For two months ss14 has pushed me out of the way as much as he can -takes over the TV, takes my seat next to his Dad as soon as I get up, complains constantly and just tries to make us as miserable as possible as long as I'm in the picture. Once he gets his Dad to himself, he's a different kid. I started to notice that my whole body tenses up as soon as he enters the room and I started to just leave the house or go to my room and shut the door to get away from the tension.

DH recognizes it and talks with him about it. He tries to help the situation and he encourages me to continue to include myself, not to exclude myself. He makes his son get out of my seat when I come to sit back down next to his dad for example, etc. But I get so tired of the tension, the drama. It just seems easier to leave them alone and I want them to have a good time when they see eachother, not fight all the time. As long as I'm perceived as any kind of priority to DH, ss14 is rude and just downright hateful to his dad.

DH was off work the past 2 weeks and has spent a lot of time with his son before he goes back home. I have found myself feeling pretty isolated - part of it is my own doing, I know that. I am clearly not a priority right now, and while in my mind I understand that this time with his son is important, emotionally I feel resentful. As long as I take a back seat and stay completely out of the way, ss14 behaves just fine and they have a great time together.

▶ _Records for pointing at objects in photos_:
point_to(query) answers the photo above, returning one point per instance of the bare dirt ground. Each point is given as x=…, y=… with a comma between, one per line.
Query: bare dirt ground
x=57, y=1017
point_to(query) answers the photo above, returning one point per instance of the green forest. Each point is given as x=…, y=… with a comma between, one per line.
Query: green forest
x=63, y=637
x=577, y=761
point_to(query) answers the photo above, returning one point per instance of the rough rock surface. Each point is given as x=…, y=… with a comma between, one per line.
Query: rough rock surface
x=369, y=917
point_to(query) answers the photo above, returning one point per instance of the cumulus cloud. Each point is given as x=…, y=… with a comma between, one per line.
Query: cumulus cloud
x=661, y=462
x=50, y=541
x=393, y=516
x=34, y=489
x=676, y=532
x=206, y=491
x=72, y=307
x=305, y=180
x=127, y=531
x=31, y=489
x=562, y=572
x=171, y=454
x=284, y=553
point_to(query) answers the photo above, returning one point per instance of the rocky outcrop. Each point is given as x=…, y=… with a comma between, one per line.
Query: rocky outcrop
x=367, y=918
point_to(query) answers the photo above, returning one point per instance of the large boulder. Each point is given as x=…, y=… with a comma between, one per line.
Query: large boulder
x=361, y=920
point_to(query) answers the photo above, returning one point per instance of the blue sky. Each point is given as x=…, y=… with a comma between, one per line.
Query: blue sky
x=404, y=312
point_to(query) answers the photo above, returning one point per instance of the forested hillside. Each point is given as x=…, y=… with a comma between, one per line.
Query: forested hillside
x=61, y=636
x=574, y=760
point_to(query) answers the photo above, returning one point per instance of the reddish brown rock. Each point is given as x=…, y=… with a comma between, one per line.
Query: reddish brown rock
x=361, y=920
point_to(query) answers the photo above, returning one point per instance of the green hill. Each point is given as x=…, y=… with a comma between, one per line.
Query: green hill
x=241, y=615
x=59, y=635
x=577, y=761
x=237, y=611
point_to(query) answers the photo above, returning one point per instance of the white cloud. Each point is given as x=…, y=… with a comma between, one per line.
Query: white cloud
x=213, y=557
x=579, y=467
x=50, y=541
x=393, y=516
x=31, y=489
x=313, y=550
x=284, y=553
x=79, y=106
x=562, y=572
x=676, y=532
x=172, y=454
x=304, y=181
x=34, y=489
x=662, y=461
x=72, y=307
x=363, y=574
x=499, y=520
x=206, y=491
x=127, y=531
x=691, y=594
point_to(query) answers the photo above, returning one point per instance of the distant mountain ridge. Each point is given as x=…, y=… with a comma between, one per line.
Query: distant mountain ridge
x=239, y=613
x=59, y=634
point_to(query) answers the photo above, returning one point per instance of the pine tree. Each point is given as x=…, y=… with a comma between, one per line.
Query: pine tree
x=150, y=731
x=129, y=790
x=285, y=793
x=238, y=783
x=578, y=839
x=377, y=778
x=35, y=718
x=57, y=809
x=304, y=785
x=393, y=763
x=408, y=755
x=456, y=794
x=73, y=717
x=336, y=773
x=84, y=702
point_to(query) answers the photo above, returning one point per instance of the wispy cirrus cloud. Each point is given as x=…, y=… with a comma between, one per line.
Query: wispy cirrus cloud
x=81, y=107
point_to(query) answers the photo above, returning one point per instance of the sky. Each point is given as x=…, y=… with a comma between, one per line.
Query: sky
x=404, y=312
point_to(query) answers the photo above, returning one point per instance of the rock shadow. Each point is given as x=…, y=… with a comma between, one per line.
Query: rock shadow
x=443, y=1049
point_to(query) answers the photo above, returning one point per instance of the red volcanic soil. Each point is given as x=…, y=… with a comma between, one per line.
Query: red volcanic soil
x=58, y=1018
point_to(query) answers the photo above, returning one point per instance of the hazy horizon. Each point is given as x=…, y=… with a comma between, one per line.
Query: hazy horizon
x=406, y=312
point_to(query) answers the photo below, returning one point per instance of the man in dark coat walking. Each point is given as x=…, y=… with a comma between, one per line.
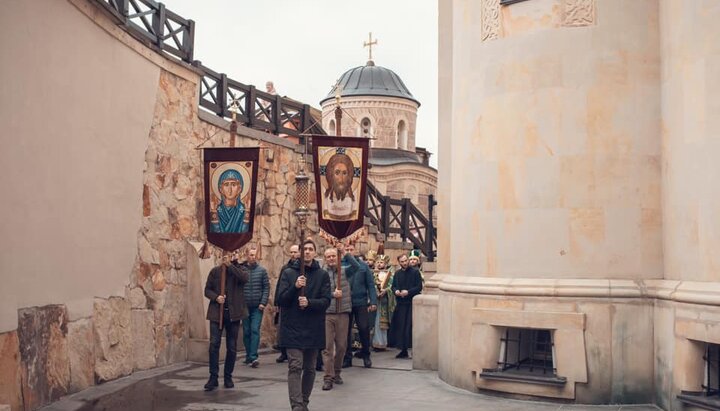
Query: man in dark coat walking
x=407, y=283
x=294, y=256
x=234, y=310
x=303, y=301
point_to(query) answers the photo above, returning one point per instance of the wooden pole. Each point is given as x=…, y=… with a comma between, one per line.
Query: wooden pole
x=223, y=275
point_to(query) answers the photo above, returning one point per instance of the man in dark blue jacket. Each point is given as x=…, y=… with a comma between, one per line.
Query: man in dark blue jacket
x=364, y=300
x=303, y=301
x=257, y=291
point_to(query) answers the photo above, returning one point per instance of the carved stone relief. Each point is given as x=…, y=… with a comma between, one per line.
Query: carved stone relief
x=490, y=19
x=578, y=12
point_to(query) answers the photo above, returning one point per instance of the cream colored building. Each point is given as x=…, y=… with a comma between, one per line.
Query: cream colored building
x=378, y=105
x=578, y=213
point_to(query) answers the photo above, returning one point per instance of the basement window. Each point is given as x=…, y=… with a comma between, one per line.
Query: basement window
x=709, y=397
x=526, y=355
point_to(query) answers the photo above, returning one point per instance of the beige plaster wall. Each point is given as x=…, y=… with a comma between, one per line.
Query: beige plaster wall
x=76, y=106
x=385, y=113
x=691, y=138
x=600, y=343
x=555, y=141
x=445, y=110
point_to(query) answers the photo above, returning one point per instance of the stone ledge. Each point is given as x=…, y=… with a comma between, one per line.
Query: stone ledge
x=705, y=293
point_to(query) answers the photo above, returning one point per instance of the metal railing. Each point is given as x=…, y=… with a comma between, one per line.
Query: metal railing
x=402, y=217
x=168, y=33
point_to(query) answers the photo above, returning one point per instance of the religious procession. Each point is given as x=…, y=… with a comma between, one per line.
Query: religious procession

▶ _REQUIRED WORK_:
In the post about the stepson, how long was DH off work? The listing comes from a separate source and is not connected to the post.

▶ _RESPONSE FOR THIS EXERCISE_:
The past two weeks.